Top 10 Countries Commissioning Nuclear Power Plants in 2025
This page compares where nuclear power projects are already in the construction-to-startup pathway. To keep cross-country comparisons clean, the ranking uses a single, consistently defined global database: IAEA PRIS.
The goal is not to predict who will finish “fastest”. It is to show where commissioning work is concentrated in 2025 as a pipeline signal: which countries have the largest number of reactor units beyond planning and in formal construction status.
What “commissioning” means here
In everyday speech, “commissioning a nuclear power plant” can mean anything from announcing a project to declaring commercial operation. In engineering practice, commissioning is narrower: it is the controlled transition from an installed system to a verified, operating system. For power reactors, that transition typically moves through staged handovers and tests before the unit becomes a steady grid asset.
A useful way to think about the commissioning path is as a sequence of verification steps that gradually increase system integration and operating complexity. The steps commonly include structured system turnover from construction to commissioning teams, cold functional testing (verifying systems without heat), hot functional testing (verifying systems under thermal conditions), low-power physics tests, first criticality where applicable, first synchronization to the grid, power ascension tests, and trial operation before a commercial date is declared.
Why PRIS matters for a global ranking: public communications often mix milestones and rely on planned dates that change. A comparable list needs a definition that is global and consistently applied. This page therefore uses PRIS reactor status “under construction” as the proxy for a country’s commissioning pipeline, because it is anchored to a defined start milestone and is maintained as projects move through status changes.
This pipeline lens is intentionally narrow. It measures how many units are already in formal construction status. It does not measure electricity generation, construction speed, total cost, or operational performance.
Indicator snapshot
Indicator: number of nuclear power reactors listed as under construction in IAEA PRIS, by country. The ranking also reports net electrical capacity under construction in MW(e), because a unit count alone can hide important scale differences. Two countries can have the same number of units while representing very different capacity additions.

Supplied information:
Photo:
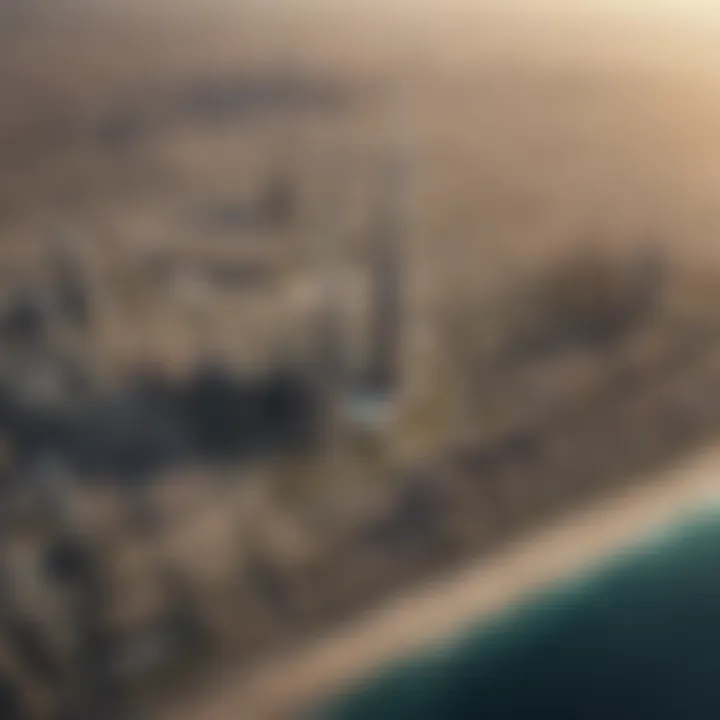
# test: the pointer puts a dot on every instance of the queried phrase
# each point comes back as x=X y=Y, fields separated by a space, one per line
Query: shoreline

---

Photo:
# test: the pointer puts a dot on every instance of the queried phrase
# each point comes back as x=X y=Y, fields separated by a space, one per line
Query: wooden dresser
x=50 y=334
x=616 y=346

---

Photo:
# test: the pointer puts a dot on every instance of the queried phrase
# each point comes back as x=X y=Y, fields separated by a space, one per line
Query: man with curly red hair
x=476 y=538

Task directions: In the text on countries commissioning nuclear power plants, which PRIS reactor status serves as the proxy for a country's commissioning pipeline?

Response to this exercise: The status "under construction."